• Instructions for the task
Report each line of the records below that holds the word "region".

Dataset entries
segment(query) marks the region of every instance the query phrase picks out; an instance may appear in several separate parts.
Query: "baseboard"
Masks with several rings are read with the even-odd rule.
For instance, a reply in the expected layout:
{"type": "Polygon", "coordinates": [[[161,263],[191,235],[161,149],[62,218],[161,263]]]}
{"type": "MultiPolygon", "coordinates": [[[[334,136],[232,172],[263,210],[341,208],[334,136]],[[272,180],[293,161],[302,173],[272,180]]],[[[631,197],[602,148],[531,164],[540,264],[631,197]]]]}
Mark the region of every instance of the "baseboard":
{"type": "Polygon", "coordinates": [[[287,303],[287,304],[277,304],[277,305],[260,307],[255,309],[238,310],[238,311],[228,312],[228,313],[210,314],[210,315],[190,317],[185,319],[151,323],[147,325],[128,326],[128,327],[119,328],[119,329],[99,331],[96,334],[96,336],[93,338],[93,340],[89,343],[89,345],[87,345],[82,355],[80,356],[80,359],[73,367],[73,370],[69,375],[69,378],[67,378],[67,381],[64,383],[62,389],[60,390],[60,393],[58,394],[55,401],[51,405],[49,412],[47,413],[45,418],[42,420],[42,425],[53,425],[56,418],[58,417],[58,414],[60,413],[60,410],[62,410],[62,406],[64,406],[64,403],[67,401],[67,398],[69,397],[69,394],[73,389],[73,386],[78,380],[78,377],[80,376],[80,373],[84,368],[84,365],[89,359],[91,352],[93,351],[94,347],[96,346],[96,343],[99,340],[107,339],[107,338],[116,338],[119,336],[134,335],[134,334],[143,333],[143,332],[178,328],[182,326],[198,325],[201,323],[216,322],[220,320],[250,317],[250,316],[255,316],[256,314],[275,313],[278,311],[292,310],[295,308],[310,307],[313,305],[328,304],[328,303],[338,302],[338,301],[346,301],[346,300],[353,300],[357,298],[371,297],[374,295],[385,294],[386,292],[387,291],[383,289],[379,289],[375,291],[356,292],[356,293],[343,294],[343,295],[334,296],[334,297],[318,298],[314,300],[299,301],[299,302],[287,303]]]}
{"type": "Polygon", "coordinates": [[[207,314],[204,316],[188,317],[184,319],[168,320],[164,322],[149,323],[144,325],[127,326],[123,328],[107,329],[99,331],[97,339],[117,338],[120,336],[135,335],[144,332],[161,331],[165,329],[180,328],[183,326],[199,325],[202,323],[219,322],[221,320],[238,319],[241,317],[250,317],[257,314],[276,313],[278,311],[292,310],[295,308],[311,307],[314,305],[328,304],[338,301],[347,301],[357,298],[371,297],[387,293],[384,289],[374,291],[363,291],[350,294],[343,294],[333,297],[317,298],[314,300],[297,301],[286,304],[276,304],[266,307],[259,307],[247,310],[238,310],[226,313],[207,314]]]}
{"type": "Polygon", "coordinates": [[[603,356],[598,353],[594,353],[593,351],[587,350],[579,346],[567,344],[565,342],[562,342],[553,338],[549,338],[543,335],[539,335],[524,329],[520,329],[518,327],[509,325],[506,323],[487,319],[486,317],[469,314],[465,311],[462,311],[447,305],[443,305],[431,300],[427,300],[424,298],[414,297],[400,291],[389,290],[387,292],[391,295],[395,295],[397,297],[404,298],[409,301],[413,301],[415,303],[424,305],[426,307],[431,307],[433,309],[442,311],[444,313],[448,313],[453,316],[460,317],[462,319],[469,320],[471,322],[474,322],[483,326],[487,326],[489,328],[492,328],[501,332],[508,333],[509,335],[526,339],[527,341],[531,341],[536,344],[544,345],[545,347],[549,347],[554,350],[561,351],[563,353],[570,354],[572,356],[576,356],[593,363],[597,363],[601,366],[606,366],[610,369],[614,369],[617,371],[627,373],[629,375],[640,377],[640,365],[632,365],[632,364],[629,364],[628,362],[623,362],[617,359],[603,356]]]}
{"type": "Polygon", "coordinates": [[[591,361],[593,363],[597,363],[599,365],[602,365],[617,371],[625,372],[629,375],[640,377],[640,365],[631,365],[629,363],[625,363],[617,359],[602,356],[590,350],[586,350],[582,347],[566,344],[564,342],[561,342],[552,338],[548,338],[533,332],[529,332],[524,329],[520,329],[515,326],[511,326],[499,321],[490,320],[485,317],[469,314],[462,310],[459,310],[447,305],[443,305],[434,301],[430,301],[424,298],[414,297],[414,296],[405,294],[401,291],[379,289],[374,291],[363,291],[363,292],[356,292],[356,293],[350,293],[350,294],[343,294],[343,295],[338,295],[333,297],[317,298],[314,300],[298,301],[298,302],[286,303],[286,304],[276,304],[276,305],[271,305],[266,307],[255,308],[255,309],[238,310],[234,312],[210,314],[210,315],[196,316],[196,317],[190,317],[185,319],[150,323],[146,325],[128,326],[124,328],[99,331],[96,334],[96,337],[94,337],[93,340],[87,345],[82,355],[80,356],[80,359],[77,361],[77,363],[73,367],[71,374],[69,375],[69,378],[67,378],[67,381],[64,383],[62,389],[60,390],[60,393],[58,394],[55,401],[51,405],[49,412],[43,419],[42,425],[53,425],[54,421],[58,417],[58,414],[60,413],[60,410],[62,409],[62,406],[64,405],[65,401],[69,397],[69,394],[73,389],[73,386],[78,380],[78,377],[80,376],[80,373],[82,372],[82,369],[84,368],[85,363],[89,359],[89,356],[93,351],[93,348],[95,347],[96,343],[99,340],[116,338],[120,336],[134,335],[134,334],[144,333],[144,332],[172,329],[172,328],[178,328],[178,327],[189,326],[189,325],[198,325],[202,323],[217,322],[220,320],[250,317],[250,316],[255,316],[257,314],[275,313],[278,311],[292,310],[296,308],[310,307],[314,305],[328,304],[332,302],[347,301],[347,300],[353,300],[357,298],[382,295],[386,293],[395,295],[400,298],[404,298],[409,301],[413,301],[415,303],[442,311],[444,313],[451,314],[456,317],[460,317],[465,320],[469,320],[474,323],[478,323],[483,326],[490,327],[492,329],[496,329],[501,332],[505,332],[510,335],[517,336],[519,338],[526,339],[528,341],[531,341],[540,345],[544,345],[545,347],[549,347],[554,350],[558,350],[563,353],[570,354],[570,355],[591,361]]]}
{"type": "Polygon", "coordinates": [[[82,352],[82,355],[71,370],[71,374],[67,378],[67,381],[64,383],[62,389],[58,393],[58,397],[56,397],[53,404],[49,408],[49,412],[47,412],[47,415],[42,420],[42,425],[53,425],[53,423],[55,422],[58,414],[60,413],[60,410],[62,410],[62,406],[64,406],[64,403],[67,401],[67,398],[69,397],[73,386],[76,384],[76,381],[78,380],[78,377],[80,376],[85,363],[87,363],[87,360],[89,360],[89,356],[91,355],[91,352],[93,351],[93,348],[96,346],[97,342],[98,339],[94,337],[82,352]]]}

• Response to this exercise
segment(query) marks the region of every instance the query phrase picks out; an instance may appear in several separate parts.
Mark the region of every instance of the "baseboard":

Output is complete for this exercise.